_Work to complete_: The answer should be each line of the records that contains the word "clicks"; please copy them all.

[Collected data entries]
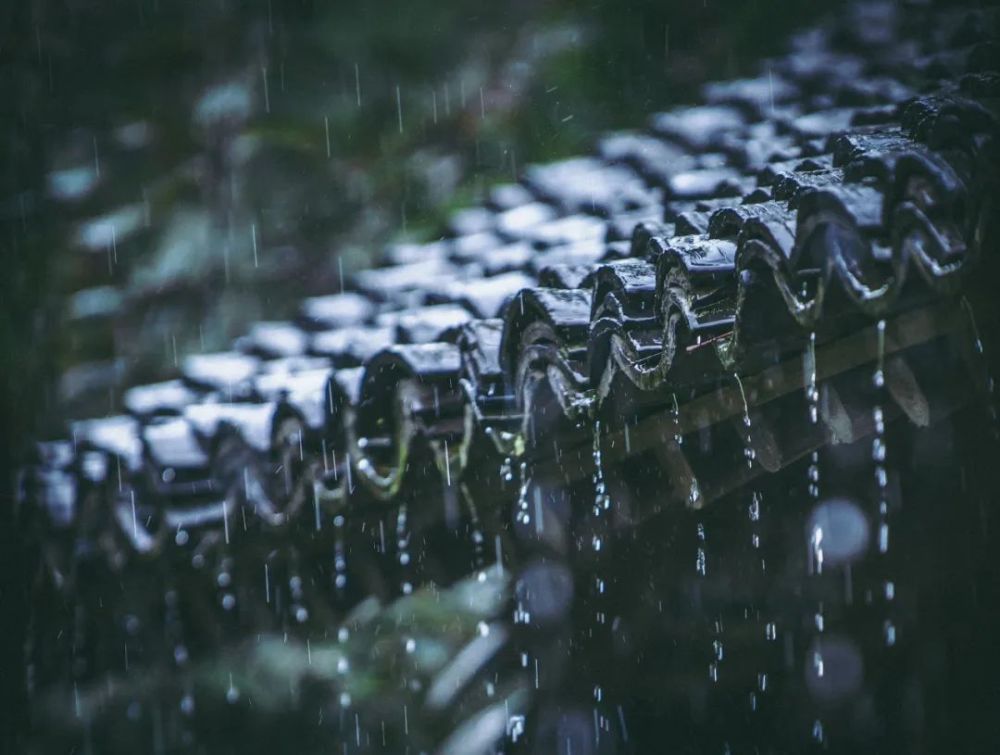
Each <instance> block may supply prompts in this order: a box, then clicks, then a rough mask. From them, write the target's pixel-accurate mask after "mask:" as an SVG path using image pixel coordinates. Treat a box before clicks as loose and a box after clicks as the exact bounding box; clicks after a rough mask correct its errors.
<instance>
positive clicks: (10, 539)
mask: <svg viewBox="0 0 1000 755" xmlns="http://www.w3.org/2000/svg"><path fill="white" fill-rule="evenodd" d="M816 11H817V9H816V8H815V7H814V6H813V4H808V3H800V4H789V3H786V2H781V0H751V1H750V2H746V1H744V0H705V1H704V2H701V3H699V2H697V1H696V2H693V3H692V2H679V1H673V0H670V1H668V0H589V1H587V2H584V1H583V0H511V1H510V2H505V3H494V2H485V1H484V0H463V1H458V0H382V2H378V3H358V2H351V3H348V2H342V1H337V2H321V1H320V0H207V1H205V2H191V1H189V0H107V1H105V2H93V1H92V0H19V1H17V2H6V3H2V4H0V134H2V139H3V140H2V142H0V155H2V157H0V270H2V273H0V306H2V317H0V383H2V397H0V400H2V403H0V427H3V428H4V432H5V434H6V438H5V441H4V442H3V443H0V473H2V474H0V495H2V496H3V499H2V502H0V533H2V537H3V538H4V540H3V542H0V558H2V559H3V562H2V563H0V573H2V574H3V575H4V580H5V582H6V584H5V585H3V586H2V587H3V597H4V600H5V601H7V603H6V605H5V614H6V619H8V620H9V619H10V618H11V617H14V618H15V620H14V621H13V625H12V627H11V629H10V633H9V634H10V636H9V638H8V637H7V636H4V637H3V638H0V640H2V641H0V648H2V652H3V653H4V654H5V656H4V657H3V658H2V659H0V661H2V664H3V667H5V668H12V667H15V666H17V665H18V664H19V661H18V657H17V654H18V652H19V650H18V648H19V647H20V644H21V643H20V641H19V639H18V638H19V637H20V634H19V632H20V631H21V629H22V628H23V627H21V626H20V625H19V624H18V622H17V620H16V617H17V616H18V615H21V613H23V612H20V609H21V608H22V607H23V601H24V600H26V598H25V595H26V586H25V583H24V574H25V572H24V569H23V567H24V563H25V558H26V557H27V556H26V554H25V553H24V552H23V544H22V543H20V541H18V540H17V535H16V529H15V528H14V526H13V523H12V520H13V516H14V505H13V502H12V496H11V492H12V490H13V488H14V482H13V470H14V468H15V466H16V464H17V463H18V461H19V460H20V459H21V454H22V452H23V450H24V448H25V445H26V442H27V439H29V438H31V437H34V436H37V435H38V434H49V433H58V432H60V429H59V428H60V425H61V422H62V420H63V419H64V418H65V417H66V416H67V414H74V413H76V414H101V413H106V412H114V411H118V410H119V409H120V402H119V400H118V397H119V395H120V392H121V390H122V388H123V387H124V386H125V385H127V384H129V383H131V382H135V381H139V380H143V379H153V378H156V377H159V376H162V375H163V374H165V373H168V372H169V371H170V370H171V369H173V368H174V366H175V364H176V360H177V359H178V358H182V357H183V356H184V355H185V354H188V353H192V352H195V351H202V350H211V349H216V348H224V347H225V345H226V344H227V343H228V342H229V340H230V339H231V338H232V337H234V336H236V335H238V334H239V333H240V332H242V331H243V330H245V328H246V326H247V324H248V323H249V322H251V321H253V320H255V319H260V318H262V317H267V318H269V319H271V318H279V317H283V316H287V315H288V314H290V313H291V311H292V309H293V307H294V304H295V302H297V301H298V300H300V299H301V298H302V297H304V296H307V295H309V294H312V293H318V292H327V291H330V290H335V289H336V288H338V287H339V285H340V275H341V272H340V271H341V270H342V269H343V270H345V271H347V272H350V271H351V270H353V269H357V268H359V267H362V266H366V265H370V264H372V263H374V262H377V260H378V250H379V249H380V248H381V247H382V245H383V244H384V243H385V242H386V241H388V240H390V239H391V238H393V237H394V236H397V235H405V236H408V237H411V238H417V239H419V238H429V237H433V236H434V235H435V234H436V233H437V232H438V229H439V228H440V224H441V222H442V220H443V219H444V218H445V217H446V216H447V213H448V211H449V210H450V209H451V208H453V207H454V206H456V204H460V203H465V202H468V201H472V200H474V199H476V198H477V197H478V196H480V195H481V194H482V192H483V190H484V188H485V187H486V186H488V185H489V184H490V183H491V182H494V181H497V180H509V179H511V178H512V177H514V176H516V175H517V171H518V167H519V166H520V165H523V164H524V163H526V162H530V161H542V160H547V159H552V158H556V157H559V156H563V155H567V154H571V153H573V152H576V151H579V150H582V149H585V148H586V146H587V144H588V143H589V142H590V140H591V139H593V137H594V136H595V135H596V134H597V133H598V132H600V131H601V130H605V129H608V128H613V127H619V126H628V127H636V126H639V125H640V124H641V123H642V122H643V121H644V119H645V117H646V116H647V115H648V114H649V113H650V112H652V111H655V110H657V109H659V108H663V107H666V106H669V105H670V104H673V103H675V102H677V101H680V100H683V99H685V98H688V97H689V96H691V95H692V94H693V92H694V90H695V87H696V86H697V84H698V83H700V82H701V81H703V80H705V79H706V78H711V77H716V76H732V75H737V74H739V73H740V72H741V71H742V70H744V68H745V65H746V64H747V63H748V62H750V60H752V59H755V58H757V57H759V56H761V55H762V54H767V53H768V52H770V51H772V50H776V49H778V47H779V46H780V45H781V44H783V42H784V39H785V37H786V32H787V30H788V29H789V28H791V27H792V26H793V25H795V24H796V23H798V22H799V21H801V20H803V19H804V18H805V17H806V16H811V15H813V14H815V12H816ZM57 379H59V380H61V382H59V380H57ZM19 612H20V613H19ZM0 676H5V678H6V679H8V680H11V679H14V678H15V677H16V676H17V675H16V674H4V673H3V672H2V670H0ZM0 696H3V695H0ZM8 713H10V714H11V715H10V716H7V717H6V718H7V720H8V721H16V719H17V718H18V711H17V709H15V708H12V709H10V710H8Z"/></svg>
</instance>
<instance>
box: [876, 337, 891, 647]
mask: <svg viewBox="0 0 1000 755" xmlns="http://www.w3.org/2000/svg"><path fill="white" fill-rule="evenodd" d="M877 333H878V352H877V358H876V361H875V369H874V371H873V372H872V387H873V388H874V389H875V392H876V399H875V405H874V408H873V409H872V424H873V425H874V437H873V438H872V464H873V465H874V476H875V490H876V492H875V497H876V501H877V504H878V553H879V557H880V559H881V561H882V574H883V577H884V579H885V582H884V590H883V595H884V598H885V604H886V611H887V613H888V612H889V605H890V604H891V603H892V601H893V599H894V597H895V592H896V589H895V584H894V582H893V581H892V579H891V577H890V575H889V574H888V565H887V560H888V553H889V495H888V487H889V485H888V472H887V470H886V438H885V411H884V409H883V402H884V400H885V390H886V389H885V320H879V322H878V326H877ZM882 632H883V637H882V639H883V642H884V643H885V645H886V646H887V647H892V646H893V645H895V644H896V627H895V625H894V623H893V622H892V619H891V617H890V616H888V615H887V616H886V617H885V618H884V620H883V622H882Z"/></svg>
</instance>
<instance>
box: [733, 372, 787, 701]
mask: <svg viewBox="0 0 1000 755" xmlns="http://www.w3.org/2000/svg"><path fill="white" fill-rule="evenodd" d="M733 377H734V378H735V379H736V384H737V385H738V386H739V389H740V397H741V398H742V399H743V432H744V439H743V457H744V459H746V462H747V469H748V470H750V471H751V472H752V470H753V465H754V463H755V462H756V461H757V454H756V451H755V450H754V447H753V435H752V433H753V423H752V421H751V419H750V405H749V402H748V401H747V395H746V391H745V390H744V388H743V381H742V380H741V379H740V376H739V375H738V374H736V373H734V374H733ZM763 500H764V498H763V494H762V493H761V491H760V490H759V489H758V488H757V486H753V487H752V488H751V491H750V501H749V503H748V505H747V516H748V520H749V529H750V547H751V549H752V551H753V554H754V560H755V561H759V565H760V574H759V579H760V583H761V584H764V580H765V579H766V575H767V562H766V560H765V558H764V556H763V554H762V553H761V552H760V550H761V536H760V533H761V526H762V525H761V508H762V504H763ZM743 617H744V620H745V621H746V622H747V623H748V624H749V625H750V626H749V627H748V629H749V631H750V632H752V633H754V634H757V635H758V636H760V637H761V641H762V642H764V648H763V650H762V652H761V653H760V655H759V658H760V667H759V668H758V670H757V678H756V684H755V686H754V687H753V688H752V689H751V690H750V693H749V696H748V707H749V711H750V714H751V715H752V714H754V713H756V712H757V710H758V709H759V706H760V697H761V696H762V695H764V694H765V693H766V692H767V688H768V665H767V661H768V658H769V657H770V653H769V652H768V650H769V648H768V647H767V646H768V644H769V643H771V642H774V641H775V640H776V639H777V627H776V625H775V623H774V622H773V621H772V620H770V618H769V617H767V616H764V617H762V616H761V613H760V608H755V607H754V606H752V605H748V606H744V611H743ZM762 621H763V624H764V626H763V627H761V626H760V624H761V622H762ZM719 660H721V653H720V658H719Z"/></svg>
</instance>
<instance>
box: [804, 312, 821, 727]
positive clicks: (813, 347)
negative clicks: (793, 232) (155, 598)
mask: <svg viewBox="0 0 1000 755" xmlns="http://www.w3.org/2000/svg"><path fill="white" fill-rule="evenodd" d="M802 371H803V376H802V377H803V385H804V388H805V398H806V418H807V419H808V421H809V423H810V424H811V425H814V426H815V425H818V424H819V386H818V384H817V379H816V332H815V331H812V332H811V333H809V342H808V343H807V344H806V349H805V351H804V353H803V355H802ZM806 491H807V495H808V501H807V505H808V506H809V507H810V509H811V510H813V511H815V510H816V509H817V507H818V505H819V496H820V468H819V451H818V450H816V451H813V452H812V454H811V455H810V457H809V466H808V467H807V469H806ZM808 548H809V554H808V566H809V574H810V575H812V576H813V577H819V576H821V575H822V573H823V529H822V528H821V527H818V526H817V527H814V528H813V529H812V531H811V532H810V534H809V542H808ZM812 624H813V626H814V628H815V631H816V633H817V635H818V636H819V637H822V635H823V631H824V629H825V622H824V618H823V602H822V600H820V601H819V602H818V603H817V605H816V611H815V613H814V615H813V620H812ZM812 648H813V652H812V655H811V657H810V658H809V659H807V663H811V664H812V670H811V672H810V673H812V674H815V676H817V677H822V676H823V675H824V673H825V670H826V669H825V665H824V659H823V644H822V642H819V641H817V642H814V643H813V645H812ZM811 734H812V738H813V740H814V741H815V742H816V743H817V744H819V745H822V744H823V743H824V742H825V739H826V734H825V730H824V725H823V720H822V719H821V718H820V717H819V716H818V715H817V717H816V718H815V719H814V720H813V723H812V730H811Z"/></svg>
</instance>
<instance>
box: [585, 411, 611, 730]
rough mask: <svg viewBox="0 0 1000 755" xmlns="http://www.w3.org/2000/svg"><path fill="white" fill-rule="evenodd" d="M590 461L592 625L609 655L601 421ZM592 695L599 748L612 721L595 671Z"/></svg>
mask: <svg viewBox="0 0 1000 755" xmlns="http://www.w3.org/2000/svg"><path fill="white" fill-rule="evenodd" d="M592 461H593V465H594V472H593V476H592V482H593V485H594V505H593V510H592V512H591V513H592V514H593V520H594V528H593V529H594V534H593V536H592V538H591V542H590V547H591V550H592V553H593V564H594V568H593V578H594V581H593V599H594V624H593V630H592V634H593V639H594V640H595V641H596V642H597V643H598V645H601V644H604V645H605V646H606V648H607V652H608V653H609V654H611V653H613V648H612V647H611V642H612V637H611V633H610V631H609V627H610V625H609V622H608V609H607V583H606V578H607V574H606V568H605V566H606V563H605V561H606V558H607V545H608V544H607V543H606V539H607V534H608V532H609V531H610V524H609V523H608V522H607V518H608V517H609V516H610V509H611V496H610V495H608V489H607V482H606V481H605V479H604V466H603V460H602V455H601V420H600V419H598V418H595V419H594V429H593V449H592ZM593 685H594V687H593V694H594V738H595V743H596V744H598V745H599V743H600V739H601V736H602V733H603V734H608V735H610V733H611V722H612V718H611V717H610V716H609V715H608V707H609V705H610V701H608V700H607V699H606V698H607V694H606V687H607V684H606V683H605V680H604V679H603V678H602V675H601V674H600V673H599V672H598V673H595V674H594V679H593Z"/></svg>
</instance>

_Response below_:
Each <instance> block may supply prompts in this order: a box, then clicks, then a rough mask. From them, write the target's pixel-accurate mask after "mask:" as an SVG path using image pixel coordinates. Treat a box before clicks as loose and a box after clicks as the exact bounding box; clicks after a rough mask correct its errors.
positive clicks: (10, 539)
positive clicks: (813, 347)
negative clicks: (793, 232) (155, 598)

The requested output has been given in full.